**Exercise:** Set the pictures aside and write down, exactly as they appear, the lines from the one containing "Can you see the metal roof?" through the end of the material.
/---
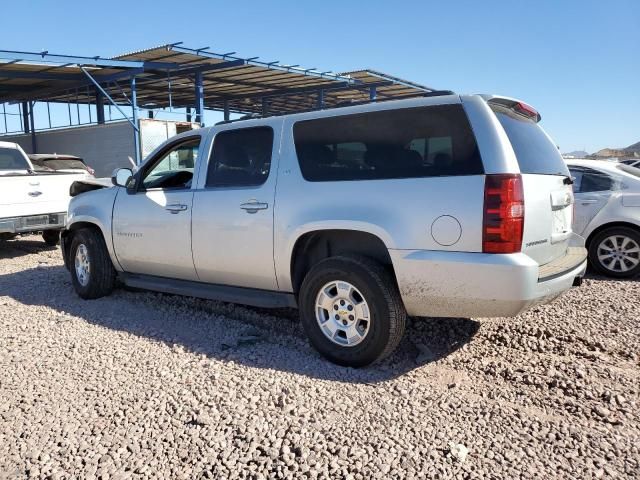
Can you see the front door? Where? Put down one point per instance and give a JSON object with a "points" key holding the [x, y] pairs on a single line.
{"points": [[233, 209], [152, 222]]}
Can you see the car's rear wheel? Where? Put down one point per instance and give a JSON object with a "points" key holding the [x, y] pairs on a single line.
{"points": [[92, 272], [51, 237], [615, 252], [351, 310]]}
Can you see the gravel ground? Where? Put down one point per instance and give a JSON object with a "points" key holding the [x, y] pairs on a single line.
{"points": [[143, 385]]}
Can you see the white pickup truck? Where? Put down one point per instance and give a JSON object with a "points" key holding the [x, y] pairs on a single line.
{"points": [[32, 201]]}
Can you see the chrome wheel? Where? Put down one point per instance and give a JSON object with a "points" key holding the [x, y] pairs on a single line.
{"points": [[342, 313], [619, 253], [83, 268]]}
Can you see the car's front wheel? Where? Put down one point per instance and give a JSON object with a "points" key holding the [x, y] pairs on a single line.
{"points": [[615, 252], [351, 310], [92, 272]]}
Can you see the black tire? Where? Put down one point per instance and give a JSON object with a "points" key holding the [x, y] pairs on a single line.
{"points": [[102, 275], [378, 287], [600, 266], [51, 237]]}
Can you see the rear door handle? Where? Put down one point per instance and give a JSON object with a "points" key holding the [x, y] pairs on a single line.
{"points": [[176, 207], [254, 206]]}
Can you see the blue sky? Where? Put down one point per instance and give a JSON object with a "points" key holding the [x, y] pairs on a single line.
{"points": [[577, 62]]}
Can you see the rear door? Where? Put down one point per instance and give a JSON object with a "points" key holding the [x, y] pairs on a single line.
{"points": [[593, 189], [233, 208], [546, 181]]}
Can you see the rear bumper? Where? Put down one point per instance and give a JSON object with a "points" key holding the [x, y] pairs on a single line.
{"points": [[33, 223], [459, 284]]}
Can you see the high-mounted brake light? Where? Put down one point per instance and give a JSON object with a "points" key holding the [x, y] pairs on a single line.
{"points": [[503, 220], [526, 110]]}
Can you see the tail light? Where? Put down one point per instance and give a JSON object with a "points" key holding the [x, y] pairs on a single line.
{"points": [[503, 220]]}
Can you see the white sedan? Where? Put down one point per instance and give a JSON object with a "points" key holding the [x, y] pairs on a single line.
{"points": [[607, 214]]}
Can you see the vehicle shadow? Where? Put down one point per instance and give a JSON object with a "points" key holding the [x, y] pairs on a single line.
{"points": [[21, 246], [254, 337]]}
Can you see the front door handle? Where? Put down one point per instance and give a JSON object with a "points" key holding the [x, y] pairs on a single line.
{"points": [[253, 206], [176, 207]]}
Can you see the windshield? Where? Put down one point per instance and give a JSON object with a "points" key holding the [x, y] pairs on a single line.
{"points": [[12, 159], [535, 152]]}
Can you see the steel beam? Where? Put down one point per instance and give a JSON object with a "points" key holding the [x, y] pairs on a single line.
{"points": [[45, 57]]}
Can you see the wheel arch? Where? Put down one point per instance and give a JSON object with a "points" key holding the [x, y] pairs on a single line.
{"points": [[315, 245], [605, 226], [81, 223]]}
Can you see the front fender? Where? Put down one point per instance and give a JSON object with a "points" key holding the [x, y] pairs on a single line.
{"points": [[95, 208]]}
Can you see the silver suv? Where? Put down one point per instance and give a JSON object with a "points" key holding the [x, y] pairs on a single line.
{"points": [[442, 206]]}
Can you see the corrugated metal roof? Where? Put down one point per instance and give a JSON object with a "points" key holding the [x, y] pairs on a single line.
{"points": [[167, 78]]}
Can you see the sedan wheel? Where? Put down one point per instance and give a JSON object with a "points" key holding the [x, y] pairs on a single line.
{"points": [[616, 252]]}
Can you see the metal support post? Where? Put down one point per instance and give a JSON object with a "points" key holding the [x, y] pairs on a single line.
{"points": [[25, 117], [227, 115], [99, 107], [199, 99], [34, 145], [134, 109], [320, 101]]}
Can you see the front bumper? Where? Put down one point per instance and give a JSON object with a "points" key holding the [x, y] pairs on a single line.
{"points": [[459, 284], [33, 223]]}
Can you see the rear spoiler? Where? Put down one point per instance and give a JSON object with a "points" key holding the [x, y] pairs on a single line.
{"points": [[514, 105]]}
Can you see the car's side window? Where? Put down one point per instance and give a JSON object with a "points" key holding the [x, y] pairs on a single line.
{"points": [[173, 168], [594, 181], [240, 158]]}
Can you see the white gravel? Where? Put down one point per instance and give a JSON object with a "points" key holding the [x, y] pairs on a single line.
{"points": [[143, 385]]}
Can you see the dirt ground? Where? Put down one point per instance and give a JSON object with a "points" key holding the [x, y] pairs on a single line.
{"points": [[144, 385]]}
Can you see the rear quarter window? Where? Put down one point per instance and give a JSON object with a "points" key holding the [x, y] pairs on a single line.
{"points": [[407, 143], [535, 152]]}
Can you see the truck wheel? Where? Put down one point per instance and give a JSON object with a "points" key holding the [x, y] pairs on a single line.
{"points": [[351, 310], [51, 237], [92, 272], [615, 252]]}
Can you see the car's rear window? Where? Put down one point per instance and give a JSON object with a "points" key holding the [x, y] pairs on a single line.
{"points": [[12, 159], [535, 152], [629, 169], [407, 143], [64, 164]]}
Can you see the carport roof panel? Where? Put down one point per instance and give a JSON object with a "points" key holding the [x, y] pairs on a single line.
{"points": [[165, 77]]}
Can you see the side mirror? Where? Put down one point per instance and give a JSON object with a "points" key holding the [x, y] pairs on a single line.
{"points": [[121, 177]]}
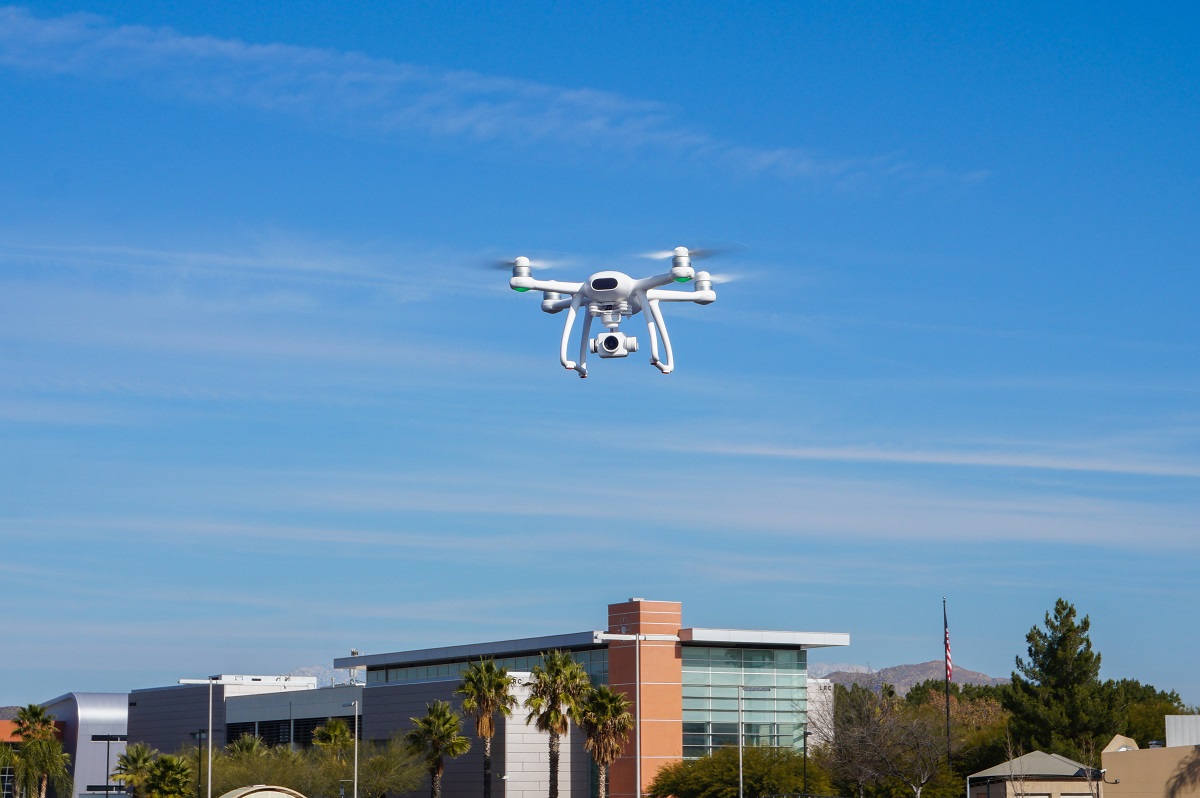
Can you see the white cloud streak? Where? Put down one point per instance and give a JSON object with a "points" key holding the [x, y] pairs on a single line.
{"points": [[970, 459], [357, 91]]}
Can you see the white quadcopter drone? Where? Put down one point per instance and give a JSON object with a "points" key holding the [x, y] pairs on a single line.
{"points": [[612, 297]]}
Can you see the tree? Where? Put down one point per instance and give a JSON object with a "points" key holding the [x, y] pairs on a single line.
{"points": [[1056, 699], [334, 738], [171, 777], [606, 723], [247, 745], [33, 723], [766, 771], [133, 768], [911, 745], [558, 687], [487, 691], [437, 736], [40, 763]]}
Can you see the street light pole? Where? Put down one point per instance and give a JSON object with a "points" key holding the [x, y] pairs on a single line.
{"points": [[210, 681], [108, 739], [741, 690], [355, 705]]}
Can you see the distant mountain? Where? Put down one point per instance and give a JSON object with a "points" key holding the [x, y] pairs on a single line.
{"points": [[904, 677]]}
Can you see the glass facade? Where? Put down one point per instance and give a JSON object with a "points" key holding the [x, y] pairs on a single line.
{"points": [[594, 661], [772, 684]]}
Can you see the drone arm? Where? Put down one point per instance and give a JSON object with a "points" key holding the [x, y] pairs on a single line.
{"points": [[529, 283], [706, 297], [583, 346], [669, 365], [567, 333]]}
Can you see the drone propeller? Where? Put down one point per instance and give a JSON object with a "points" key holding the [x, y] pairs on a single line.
{"points": [[505, 264], [699, 253]]}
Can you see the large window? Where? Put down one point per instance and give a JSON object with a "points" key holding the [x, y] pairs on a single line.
{"points": [[771, 685]]}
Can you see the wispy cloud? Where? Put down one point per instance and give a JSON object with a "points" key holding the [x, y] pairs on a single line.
{"points": [[972, 459], [357, 91]]}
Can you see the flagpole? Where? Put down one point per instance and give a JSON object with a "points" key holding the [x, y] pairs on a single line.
{"points": [[946, 627]]}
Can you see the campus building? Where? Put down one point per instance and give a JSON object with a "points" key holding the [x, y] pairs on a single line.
{"points": [[689, 688]]}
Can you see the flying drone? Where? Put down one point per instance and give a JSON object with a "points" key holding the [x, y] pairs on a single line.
{"points": [[613, 297]]}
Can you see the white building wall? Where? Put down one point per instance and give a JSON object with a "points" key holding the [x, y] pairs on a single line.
{"points": [[527, 756], [1182, 730]]}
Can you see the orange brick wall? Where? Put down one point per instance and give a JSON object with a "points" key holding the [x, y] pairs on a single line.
{"points": [[661, 714]]}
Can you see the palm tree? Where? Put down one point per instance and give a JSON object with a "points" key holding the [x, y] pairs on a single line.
{"points": [[133, 768], [171, 778], [606, 723], [249, 745], [34, 723], [40, 763], [558, 687], [486, 688], [335, 738], [437, 736]]}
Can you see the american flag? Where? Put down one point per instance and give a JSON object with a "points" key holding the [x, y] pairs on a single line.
{"points": [[949, 665]]}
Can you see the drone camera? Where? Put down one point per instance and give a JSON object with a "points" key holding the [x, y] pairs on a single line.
{"points": [[613, 345]]}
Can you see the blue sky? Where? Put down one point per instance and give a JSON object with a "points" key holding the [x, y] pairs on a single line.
{"points": [[258, 403]]}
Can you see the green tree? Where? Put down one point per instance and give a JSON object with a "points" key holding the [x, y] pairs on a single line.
{"points": [[40, 763], [436, 736], [390, 768], [559, 684], [33, 723], [487, 690], [334, 738], [1056, 699], [247, 745], [133, 768], [171, 777], [606, 723], [766, 772]]}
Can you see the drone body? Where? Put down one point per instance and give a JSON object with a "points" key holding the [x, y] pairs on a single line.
{"points": [[613, 297]]}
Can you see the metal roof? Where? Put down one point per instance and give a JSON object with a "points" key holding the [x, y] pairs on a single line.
{"points": [[1036, 765], [580, 640], [473, 651], [765, 637]]}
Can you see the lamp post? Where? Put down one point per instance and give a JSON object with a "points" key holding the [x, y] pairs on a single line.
{"points": [[807, 732], [603, 636], [108, 739], [741, 733], [210, 682], [355, 705]]}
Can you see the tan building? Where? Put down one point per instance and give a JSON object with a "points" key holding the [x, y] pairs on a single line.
{"points": [[1037, 775], [1132, 772]]}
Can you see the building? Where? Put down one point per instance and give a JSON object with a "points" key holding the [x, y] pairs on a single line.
{"points": [[1170, 771], [690, 690], [177, 717], [94, 729], [1037, 775]]}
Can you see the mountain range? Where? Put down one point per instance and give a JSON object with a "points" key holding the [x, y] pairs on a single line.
{"points": [[903, 677]]}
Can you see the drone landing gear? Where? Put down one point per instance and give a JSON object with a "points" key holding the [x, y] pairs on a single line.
{"points": [[658, 327]]}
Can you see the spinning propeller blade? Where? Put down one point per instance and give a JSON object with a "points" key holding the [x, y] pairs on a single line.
{"points": [[699, 253]]}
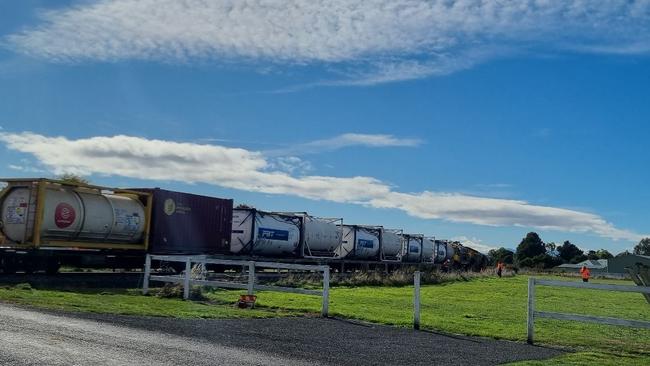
\---
**Answer to this task:**
Can you see the metal roof? Where? Put down one point per instance and give a JSON object with a "points" key holding the [x, y] pairs on a single line.
{"points": [[1036, 765], [580, 640], [473, 651], [765, 637]]}
Can you see the lamp post? Where? Put down one point per instance and give a JSON object with a "points" key holding the [x, y] pairs on a single line.
{"points": [[807, 732], [603, 636], [108, 739], [741, 733], [210, 682], [355, 705]]}
Can you see the tan building? Where? Put down one point per instance and give a JSON object with a "points" key holding the [x, y] pairs on a single line.
{"points": [[1037, 775], [1132, 772]]}
Can you see the building? Where? Put down one point per instance and give a JSON object with a "points" key holding the [x, y] pairs on a single line.
{"points": [[1170, 771], [690, 690], [177, 717], [94, 729], [1037, 775]]}
Can you see the mountain range? Where? Put down one point per instance and give a JSON object with a "points" key holding the [x, y] pairs on a single line.
{"points": [[903, 677]]}
Can you see the drone landing gear? Where? Put down one point per instance and give a JSON object with a "points" key holding the [x, y] pairs on a single line.
{"points": [[658, 327]]}
Can you see the spinning propeller blade? Where? Put down one point per instance and give a JSON object with a "points" key holding the [x, y] pairs on a single line.
{"points": [[699, 253]]}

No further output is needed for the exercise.